** start Exercise input **

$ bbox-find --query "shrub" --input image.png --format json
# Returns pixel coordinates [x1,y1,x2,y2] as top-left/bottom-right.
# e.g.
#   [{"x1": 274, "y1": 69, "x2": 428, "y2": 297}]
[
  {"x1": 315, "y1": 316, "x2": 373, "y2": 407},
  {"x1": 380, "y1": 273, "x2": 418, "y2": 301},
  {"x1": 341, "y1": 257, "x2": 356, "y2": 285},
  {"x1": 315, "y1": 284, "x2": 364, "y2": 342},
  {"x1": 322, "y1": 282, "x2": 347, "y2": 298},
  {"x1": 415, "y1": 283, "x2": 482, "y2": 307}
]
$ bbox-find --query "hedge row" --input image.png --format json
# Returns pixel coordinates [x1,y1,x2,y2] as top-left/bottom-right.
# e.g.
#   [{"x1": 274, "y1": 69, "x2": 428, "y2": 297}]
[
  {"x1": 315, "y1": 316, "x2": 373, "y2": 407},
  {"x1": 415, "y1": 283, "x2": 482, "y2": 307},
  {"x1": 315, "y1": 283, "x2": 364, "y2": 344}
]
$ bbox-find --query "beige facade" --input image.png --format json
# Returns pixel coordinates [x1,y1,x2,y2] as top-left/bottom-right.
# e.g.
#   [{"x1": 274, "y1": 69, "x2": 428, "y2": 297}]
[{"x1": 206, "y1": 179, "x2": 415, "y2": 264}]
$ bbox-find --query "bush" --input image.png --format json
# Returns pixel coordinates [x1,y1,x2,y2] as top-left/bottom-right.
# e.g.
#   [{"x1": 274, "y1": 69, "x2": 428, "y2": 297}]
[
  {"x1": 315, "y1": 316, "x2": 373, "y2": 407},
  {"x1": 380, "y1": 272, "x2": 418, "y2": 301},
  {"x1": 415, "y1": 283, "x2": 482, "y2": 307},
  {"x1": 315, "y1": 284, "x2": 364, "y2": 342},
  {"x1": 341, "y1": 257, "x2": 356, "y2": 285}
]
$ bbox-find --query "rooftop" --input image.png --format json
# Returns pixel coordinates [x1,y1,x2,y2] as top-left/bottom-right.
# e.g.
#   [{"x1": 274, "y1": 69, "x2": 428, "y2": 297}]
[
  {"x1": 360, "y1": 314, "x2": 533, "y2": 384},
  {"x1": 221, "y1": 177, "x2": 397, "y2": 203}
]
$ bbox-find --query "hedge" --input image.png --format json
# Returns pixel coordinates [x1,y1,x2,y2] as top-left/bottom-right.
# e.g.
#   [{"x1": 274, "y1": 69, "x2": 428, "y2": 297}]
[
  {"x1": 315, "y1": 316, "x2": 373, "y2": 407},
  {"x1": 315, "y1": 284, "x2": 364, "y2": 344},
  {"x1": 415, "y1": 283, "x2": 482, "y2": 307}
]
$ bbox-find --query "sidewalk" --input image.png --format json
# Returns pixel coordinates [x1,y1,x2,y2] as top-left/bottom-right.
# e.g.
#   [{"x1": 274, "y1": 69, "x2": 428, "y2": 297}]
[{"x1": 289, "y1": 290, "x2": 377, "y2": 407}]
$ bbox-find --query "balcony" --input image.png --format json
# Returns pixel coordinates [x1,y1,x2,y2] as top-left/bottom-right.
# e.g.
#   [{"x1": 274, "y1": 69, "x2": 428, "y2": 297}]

** end Exercise input **

Pick out every line in the items above that contains the word "hedge" and copy each one.

Exercise solution:
$ bbox-find --query "hedge row" --input image.png --format json
$ bbox-find --query "hedge" --input image.png --format json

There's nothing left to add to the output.